» **Work instructions**
Reproduce verbatim the portion of the material below that opens with the line containing "Practice step: set one point on each instance of the tree" and closes with the line containing "Target: blurred background", both lines included. Output only that portion.

» **Excerpted records**
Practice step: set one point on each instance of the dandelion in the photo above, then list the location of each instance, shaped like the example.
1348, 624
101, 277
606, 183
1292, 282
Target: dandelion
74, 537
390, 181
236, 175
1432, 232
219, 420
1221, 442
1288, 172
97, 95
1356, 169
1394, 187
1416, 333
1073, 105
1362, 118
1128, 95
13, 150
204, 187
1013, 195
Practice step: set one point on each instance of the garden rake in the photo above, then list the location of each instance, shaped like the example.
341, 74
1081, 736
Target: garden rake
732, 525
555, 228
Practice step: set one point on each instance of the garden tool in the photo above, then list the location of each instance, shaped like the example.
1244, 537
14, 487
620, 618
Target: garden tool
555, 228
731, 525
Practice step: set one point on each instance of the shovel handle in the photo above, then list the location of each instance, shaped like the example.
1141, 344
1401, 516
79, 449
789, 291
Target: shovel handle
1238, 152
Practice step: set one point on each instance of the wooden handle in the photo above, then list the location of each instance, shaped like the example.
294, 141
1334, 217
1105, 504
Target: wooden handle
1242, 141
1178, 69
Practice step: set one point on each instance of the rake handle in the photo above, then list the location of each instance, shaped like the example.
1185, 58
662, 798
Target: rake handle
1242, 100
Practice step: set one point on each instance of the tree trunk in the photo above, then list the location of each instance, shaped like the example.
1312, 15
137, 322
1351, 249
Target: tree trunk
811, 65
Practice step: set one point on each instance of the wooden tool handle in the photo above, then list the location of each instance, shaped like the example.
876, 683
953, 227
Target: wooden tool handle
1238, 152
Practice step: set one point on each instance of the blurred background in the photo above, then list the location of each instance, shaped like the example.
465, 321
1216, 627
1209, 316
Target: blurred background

==

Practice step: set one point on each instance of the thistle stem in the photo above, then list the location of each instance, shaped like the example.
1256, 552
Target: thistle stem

--

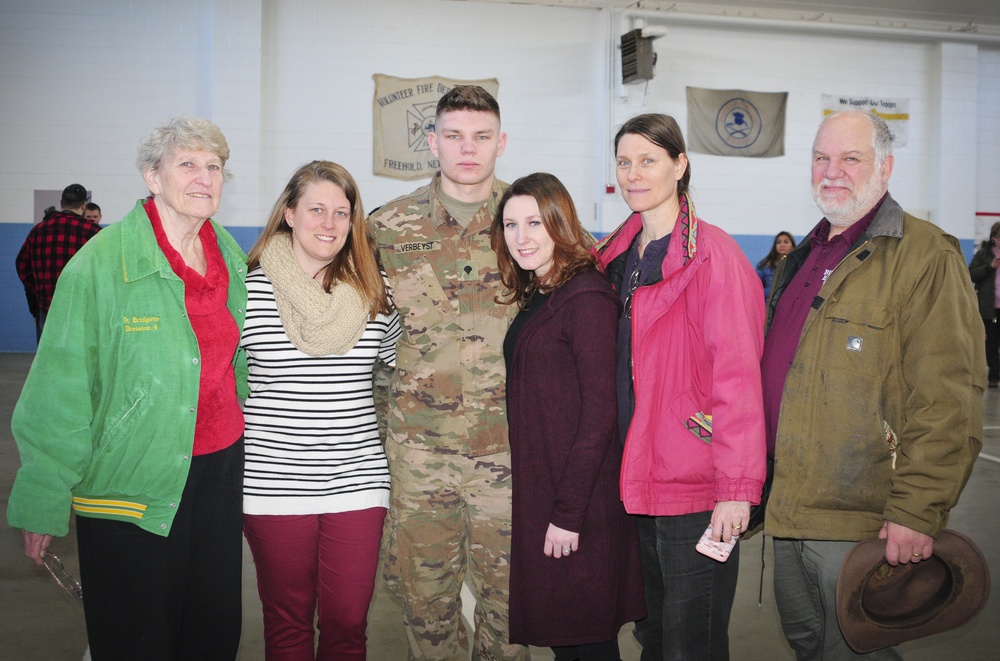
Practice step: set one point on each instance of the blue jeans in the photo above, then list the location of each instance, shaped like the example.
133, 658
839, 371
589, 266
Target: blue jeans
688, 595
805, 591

» **Solution to this exercise**
Practice step: set one point on each instance of the tree trunk in the photo above, then list the location of each instance, shaped like the example.
1312, 15
137, 322
1351, 249
Target: tree trunk
811, 65
Practice step: set one point on each instance of the wooden tool handle in the photo above, then list the location of each instance, shaped like the example.
876, 683
953, 227
Target: wooden tool handle
1238, 152
Practice step: set one point on each instance of the blurred background in the photo above, then list the location of each instance, shaped like the example.
465, 321
1216, 627
1209, 316
Target: blurred background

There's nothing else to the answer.